- What the task asks
Using the records below, copy every line that holds the string "each".

- Material provided
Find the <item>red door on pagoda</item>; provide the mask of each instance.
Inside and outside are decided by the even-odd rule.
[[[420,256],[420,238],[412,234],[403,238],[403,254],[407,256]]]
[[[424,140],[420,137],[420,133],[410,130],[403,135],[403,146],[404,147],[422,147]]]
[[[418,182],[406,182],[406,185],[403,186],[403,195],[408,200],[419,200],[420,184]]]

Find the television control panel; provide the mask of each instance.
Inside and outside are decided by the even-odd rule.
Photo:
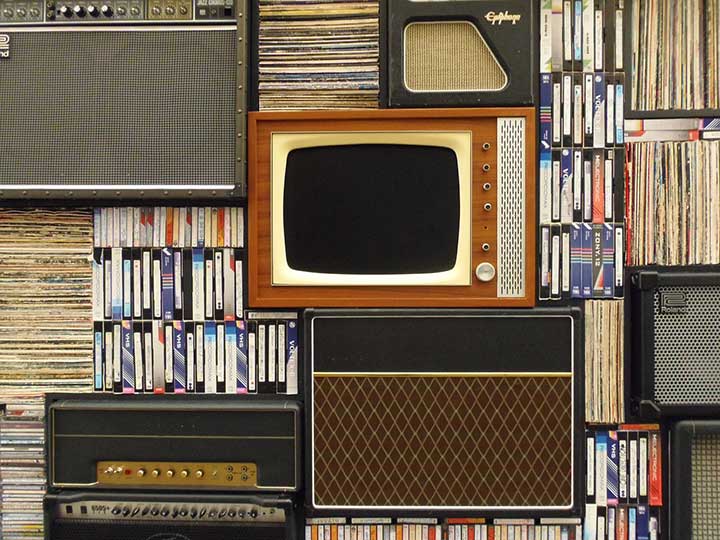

- Result of the task
Find the <item>red door on pagoda</item>; provide the mask of each instance.
Find the television control panel; provide the mask of each instance.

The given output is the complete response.